> _EXERCISE DIRECTIONS_:
What you return should be the lines from the first line of the records below through the line holding "positive clicks: (797, 124) (808, 130)", unchanged.

START SOURCE DATA

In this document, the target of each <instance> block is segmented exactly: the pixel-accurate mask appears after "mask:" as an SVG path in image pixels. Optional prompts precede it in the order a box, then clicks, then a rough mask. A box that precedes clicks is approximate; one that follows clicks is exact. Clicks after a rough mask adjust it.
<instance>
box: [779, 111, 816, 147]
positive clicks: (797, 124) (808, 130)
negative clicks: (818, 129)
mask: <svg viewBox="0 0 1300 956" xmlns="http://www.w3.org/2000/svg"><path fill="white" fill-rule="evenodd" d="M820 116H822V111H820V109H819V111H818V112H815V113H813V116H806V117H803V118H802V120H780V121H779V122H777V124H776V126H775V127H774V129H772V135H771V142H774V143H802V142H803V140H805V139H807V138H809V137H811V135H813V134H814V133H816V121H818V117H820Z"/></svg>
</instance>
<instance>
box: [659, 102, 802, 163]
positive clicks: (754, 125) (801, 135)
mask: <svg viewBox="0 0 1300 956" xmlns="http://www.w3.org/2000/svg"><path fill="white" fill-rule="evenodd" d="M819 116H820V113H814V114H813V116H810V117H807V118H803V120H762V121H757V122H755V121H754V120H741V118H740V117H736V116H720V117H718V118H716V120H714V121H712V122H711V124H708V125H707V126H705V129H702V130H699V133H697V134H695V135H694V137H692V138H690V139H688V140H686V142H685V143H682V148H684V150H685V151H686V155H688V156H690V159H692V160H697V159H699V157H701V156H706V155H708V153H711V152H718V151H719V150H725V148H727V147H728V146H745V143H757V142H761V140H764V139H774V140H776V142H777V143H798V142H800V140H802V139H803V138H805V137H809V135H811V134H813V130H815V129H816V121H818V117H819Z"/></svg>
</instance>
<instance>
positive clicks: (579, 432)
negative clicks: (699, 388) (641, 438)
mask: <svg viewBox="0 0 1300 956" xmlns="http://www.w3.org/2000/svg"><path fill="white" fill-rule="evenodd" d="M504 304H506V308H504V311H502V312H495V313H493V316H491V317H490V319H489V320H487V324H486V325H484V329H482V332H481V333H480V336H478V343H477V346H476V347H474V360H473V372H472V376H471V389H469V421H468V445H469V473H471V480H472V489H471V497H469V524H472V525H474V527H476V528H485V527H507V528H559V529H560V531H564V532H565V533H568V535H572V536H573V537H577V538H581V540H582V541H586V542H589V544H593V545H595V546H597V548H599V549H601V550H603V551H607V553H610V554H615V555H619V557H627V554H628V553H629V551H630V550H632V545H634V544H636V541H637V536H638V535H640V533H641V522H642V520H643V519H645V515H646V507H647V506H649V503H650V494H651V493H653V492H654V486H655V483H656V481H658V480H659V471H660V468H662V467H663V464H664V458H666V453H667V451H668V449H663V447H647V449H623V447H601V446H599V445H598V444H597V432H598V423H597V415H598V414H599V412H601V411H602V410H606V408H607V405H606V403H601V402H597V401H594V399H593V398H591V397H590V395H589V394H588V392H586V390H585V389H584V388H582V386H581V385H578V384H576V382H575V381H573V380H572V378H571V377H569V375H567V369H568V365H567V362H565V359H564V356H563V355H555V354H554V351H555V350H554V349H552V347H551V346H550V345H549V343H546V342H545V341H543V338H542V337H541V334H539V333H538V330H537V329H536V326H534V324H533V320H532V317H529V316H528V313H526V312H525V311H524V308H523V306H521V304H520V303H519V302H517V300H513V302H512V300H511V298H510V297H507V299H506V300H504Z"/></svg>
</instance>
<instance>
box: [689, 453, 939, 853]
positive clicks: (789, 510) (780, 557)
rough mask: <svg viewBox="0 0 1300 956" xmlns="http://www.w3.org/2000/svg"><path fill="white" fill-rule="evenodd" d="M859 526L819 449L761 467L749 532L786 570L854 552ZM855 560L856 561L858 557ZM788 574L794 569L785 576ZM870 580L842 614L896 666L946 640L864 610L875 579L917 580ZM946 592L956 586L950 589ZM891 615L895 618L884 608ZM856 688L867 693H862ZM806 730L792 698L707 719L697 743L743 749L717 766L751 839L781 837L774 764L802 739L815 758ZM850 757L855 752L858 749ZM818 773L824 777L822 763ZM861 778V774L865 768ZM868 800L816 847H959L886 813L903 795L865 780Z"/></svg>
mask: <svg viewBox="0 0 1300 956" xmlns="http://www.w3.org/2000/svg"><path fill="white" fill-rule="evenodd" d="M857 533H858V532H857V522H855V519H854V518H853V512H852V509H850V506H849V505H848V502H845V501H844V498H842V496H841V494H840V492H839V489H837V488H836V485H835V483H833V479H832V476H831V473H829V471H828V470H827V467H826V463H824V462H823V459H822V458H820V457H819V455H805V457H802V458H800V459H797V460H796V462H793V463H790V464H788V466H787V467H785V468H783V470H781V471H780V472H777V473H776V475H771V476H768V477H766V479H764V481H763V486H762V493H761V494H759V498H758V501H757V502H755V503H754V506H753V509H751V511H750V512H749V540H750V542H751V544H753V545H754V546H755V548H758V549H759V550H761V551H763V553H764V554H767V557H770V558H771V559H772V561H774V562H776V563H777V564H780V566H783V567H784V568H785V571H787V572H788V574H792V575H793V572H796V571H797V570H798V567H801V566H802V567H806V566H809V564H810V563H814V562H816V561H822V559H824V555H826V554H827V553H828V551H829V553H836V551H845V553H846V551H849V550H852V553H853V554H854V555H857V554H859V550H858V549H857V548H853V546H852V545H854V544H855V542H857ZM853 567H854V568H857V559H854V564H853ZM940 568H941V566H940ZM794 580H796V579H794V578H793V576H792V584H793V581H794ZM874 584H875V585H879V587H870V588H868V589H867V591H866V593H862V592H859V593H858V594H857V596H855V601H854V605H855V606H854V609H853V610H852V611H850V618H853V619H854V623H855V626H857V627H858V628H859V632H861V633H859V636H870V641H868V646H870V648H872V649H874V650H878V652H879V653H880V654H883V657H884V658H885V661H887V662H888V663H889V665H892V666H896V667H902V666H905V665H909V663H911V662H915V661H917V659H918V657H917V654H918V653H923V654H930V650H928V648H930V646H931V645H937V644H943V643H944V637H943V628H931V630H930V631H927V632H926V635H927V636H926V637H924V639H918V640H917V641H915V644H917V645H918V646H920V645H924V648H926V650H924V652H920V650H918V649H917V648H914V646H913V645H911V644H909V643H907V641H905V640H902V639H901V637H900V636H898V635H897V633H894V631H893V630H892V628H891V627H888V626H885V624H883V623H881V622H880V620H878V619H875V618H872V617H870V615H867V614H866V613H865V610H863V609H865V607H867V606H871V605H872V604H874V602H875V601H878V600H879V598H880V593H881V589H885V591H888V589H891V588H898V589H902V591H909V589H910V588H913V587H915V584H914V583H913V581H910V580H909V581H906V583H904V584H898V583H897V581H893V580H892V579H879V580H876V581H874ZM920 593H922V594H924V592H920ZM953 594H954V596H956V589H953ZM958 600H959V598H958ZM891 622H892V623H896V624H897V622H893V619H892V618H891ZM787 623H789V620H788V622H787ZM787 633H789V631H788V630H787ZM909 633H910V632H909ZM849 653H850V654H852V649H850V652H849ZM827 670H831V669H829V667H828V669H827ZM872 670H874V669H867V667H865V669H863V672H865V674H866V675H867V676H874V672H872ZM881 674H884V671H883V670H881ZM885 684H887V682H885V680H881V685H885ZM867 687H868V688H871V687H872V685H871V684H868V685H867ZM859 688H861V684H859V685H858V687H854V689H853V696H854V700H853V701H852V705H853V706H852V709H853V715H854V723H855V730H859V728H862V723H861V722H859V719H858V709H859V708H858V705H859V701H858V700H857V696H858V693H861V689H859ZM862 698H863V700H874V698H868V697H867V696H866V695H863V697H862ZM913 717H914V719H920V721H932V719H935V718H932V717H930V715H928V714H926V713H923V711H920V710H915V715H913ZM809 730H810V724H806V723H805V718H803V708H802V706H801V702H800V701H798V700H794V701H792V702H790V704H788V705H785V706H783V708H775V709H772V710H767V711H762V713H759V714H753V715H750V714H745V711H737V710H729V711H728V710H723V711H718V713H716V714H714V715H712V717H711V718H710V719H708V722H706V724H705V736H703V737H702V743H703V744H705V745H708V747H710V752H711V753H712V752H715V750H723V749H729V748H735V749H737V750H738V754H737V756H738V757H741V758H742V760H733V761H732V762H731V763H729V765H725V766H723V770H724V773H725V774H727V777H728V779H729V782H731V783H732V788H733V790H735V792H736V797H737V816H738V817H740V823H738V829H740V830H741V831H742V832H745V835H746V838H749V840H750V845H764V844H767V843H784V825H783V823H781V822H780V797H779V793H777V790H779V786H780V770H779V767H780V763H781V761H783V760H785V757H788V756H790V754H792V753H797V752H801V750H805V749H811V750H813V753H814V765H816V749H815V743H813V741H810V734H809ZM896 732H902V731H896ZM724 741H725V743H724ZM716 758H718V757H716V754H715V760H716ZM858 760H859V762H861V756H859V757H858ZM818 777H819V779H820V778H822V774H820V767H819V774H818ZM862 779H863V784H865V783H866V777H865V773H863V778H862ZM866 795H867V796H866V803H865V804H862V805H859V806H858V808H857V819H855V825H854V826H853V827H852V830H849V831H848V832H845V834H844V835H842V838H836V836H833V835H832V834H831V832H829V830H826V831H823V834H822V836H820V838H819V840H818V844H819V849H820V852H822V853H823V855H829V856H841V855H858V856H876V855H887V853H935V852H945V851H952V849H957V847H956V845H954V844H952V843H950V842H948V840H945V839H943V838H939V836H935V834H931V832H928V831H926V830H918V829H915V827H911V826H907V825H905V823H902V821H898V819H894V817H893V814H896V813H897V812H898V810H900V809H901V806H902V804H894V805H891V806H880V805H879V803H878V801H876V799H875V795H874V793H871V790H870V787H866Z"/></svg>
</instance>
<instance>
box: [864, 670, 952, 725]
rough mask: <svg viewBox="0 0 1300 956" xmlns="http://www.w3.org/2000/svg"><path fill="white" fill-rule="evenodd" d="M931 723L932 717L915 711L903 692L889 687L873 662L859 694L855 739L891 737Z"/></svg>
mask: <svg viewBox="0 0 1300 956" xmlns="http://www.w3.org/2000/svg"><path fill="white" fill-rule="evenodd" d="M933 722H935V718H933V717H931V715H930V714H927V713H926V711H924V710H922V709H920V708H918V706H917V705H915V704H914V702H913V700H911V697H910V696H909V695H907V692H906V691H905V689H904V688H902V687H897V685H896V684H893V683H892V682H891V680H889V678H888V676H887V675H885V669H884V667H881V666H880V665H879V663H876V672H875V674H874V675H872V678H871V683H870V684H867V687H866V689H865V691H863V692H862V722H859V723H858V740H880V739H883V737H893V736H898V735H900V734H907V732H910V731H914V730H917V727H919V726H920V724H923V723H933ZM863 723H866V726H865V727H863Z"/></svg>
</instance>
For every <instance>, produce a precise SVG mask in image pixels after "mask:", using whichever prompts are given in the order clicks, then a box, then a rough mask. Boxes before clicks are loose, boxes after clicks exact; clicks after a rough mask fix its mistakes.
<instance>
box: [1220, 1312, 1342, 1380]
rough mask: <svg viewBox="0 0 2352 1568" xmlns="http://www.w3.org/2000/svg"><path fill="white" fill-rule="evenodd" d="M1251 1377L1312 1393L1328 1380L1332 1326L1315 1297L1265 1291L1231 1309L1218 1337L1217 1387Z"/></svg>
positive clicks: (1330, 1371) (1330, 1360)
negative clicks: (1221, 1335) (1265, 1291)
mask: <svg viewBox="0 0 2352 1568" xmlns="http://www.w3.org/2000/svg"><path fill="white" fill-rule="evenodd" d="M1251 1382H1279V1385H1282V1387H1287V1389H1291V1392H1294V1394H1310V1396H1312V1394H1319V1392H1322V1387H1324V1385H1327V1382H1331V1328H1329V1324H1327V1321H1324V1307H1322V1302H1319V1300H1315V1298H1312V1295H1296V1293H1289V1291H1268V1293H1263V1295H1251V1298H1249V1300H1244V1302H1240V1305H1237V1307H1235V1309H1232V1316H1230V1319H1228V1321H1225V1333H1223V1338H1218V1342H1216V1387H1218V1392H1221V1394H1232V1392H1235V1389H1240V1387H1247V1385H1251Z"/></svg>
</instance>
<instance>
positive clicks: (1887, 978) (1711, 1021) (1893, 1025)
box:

END SOURCE DATA

> _FINAL ANSWER_:
In this document, the target of each <instance> block is segmented exactly: the pixel-accurate mask appears after "mask:" as an SVG path in image pixels. Optional prompts precede it in the order a box, then clicks, then a rough mask. A box that precedes clicks is approximate; one that follows clicks is exact. Clicks after a rough mask adjust it.
<instance>
box: [779, 111, 816, 147]
positive clicks: (797, 124) (808, 130)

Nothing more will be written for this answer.